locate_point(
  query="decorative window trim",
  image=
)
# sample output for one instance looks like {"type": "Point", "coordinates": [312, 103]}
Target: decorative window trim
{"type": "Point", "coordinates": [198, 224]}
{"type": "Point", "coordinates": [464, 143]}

^^^^

▶ Requirement:
Copy the records above word for word, keeping every line and character unchanged.

▶ Finished exercise:
locate_point(
  query="decorative window trim",
  image=
)
# sample output for one instance looks like {"type": "Point", "coordinates": [312, 103]}
Target: decorative window trim
{"type": "Point", "coordinates": [198, 224]}
{"type": "Point", "coordinates": [464, 143]}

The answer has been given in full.